Data extracted from a collection

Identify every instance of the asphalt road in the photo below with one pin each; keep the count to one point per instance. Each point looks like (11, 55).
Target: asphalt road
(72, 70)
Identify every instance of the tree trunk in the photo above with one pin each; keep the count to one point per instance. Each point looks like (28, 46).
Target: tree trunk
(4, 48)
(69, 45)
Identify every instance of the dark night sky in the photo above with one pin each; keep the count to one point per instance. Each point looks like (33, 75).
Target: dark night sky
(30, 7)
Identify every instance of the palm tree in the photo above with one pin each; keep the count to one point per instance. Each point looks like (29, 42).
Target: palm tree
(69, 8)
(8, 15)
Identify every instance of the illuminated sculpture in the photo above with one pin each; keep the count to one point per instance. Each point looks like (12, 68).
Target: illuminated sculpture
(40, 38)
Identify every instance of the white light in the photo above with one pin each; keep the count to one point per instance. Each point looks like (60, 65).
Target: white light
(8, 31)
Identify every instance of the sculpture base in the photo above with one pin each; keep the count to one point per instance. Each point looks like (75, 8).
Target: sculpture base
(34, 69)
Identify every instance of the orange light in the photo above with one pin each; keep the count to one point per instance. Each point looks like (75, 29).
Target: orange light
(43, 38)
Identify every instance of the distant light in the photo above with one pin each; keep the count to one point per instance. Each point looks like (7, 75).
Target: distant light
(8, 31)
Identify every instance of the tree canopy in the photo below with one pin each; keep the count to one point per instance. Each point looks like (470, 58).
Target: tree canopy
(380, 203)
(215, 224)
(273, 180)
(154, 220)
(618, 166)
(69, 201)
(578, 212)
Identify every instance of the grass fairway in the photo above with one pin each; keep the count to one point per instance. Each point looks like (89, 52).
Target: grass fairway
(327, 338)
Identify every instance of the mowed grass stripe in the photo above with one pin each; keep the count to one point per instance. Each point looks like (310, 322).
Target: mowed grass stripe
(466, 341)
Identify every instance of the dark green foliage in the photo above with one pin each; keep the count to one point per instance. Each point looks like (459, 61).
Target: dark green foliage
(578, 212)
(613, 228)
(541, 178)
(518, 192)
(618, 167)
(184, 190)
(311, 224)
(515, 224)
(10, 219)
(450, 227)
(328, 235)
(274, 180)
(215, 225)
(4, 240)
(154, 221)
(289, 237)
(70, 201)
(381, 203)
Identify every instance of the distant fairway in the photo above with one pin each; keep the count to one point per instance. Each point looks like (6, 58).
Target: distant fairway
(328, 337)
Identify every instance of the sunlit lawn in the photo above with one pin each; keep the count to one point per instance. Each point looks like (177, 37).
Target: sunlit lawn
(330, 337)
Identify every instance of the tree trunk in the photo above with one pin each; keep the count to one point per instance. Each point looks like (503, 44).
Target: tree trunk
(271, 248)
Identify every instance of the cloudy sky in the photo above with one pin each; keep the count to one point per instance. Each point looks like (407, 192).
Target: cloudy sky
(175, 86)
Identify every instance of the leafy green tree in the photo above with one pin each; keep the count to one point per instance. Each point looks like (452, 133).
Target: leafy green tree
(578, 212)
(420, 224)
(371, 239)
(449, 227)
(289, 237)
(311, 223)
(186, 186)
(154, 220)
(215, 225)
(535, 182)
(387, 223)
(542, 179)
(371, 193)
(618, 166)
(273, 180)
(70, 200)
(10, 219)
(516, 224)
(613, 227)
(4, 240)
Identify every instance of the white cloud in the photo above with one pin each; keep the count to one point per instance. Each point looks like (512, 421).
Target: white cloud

_Problem statement_
The result should be every line that contains "below", copied from the entries.

_Reply_
Identify every instance of the asphalt road in the photo below with one pin each; keep the count to one point per instance. Each point looks like (11, 55).
Identify every instance of the tree canopy in the photo below with one pin each; keep the count to one point per instance. Each point looks like (470, 58).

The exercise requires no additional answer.